The problem:
Repeat the lines below with "vertex pairs" swapped out for "corner points" and nothing else changed.

Labeled outline lines:
• • • • • • •

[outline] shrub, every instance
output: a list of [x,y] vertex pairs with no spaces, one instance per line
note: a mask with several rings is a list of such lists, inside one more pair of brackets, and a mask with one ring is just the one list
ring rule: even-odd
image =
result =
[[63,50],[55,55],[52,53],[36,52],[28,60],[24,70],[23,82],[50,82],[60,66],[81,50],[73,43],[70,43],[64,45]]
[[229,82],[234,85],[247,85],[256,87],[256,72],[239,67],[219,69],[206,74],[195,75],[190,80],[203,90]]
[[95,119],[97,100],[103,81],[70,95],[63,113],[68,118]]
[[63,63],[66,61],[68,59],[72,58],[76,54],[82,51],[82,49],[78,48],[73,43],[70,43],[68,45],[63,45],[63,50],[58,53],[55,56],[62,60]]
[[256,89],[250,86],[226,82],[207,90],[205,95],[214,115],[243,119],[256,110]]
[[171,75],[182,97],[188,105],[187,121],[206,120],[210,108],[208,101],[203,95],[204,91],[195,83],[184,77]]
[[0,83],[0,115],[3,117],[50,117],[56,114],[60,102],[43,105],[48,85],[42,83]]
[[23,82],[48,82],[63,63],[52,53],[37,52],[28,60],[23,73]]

• • • • • • •

Expected answer:
[outline] shrub, every instance
output: a list of [x,y] corner points with no spaces, one instance per line
note: a mask with several rings is a list of such lists, inside one more pair of brackets, and a mask with one ring is just the one list
ring rule: even-odd
image =
result =
[[63,50],[55,55],[52,53],[36,52],[28,60],[24,70],[23,82],[50,82],[60,66],[81,50],[73,43],[70,43],[64,45]]
[[229,82],[234,85],[247,85],[256,87],[256,72],[239,67],[219,69],[206,74],[195,75],[190,80],[203,90]]
[[95,119],[97,100],[103,81],[70,95],[63,113],[68,118]]
[[63,63],[66,61],[68,59],[72,58],[76,54],[82,51],[82,49],[78,48],[73,43],[70,43],[68,45],[63,45],[63,50],[58,53],[55,56],[62,60]]
[[256,89],[250,86],[226,82],[207,90],[205,95],[214,115],[243,119],[256,110]]
[[171,75],[182,97],[188,105],[187,121],[206,120],[210,108],[208,101],[203,95],[204,91],[195,83],[184,77]]
[[0,83],[0,115],[3,117],[50,117],[56,114],[60,102],[43,105],[48,85],[42,83]]
[[23,82],[48,82],[63,63],[52,53],[37,52],[28,60],[23,73]]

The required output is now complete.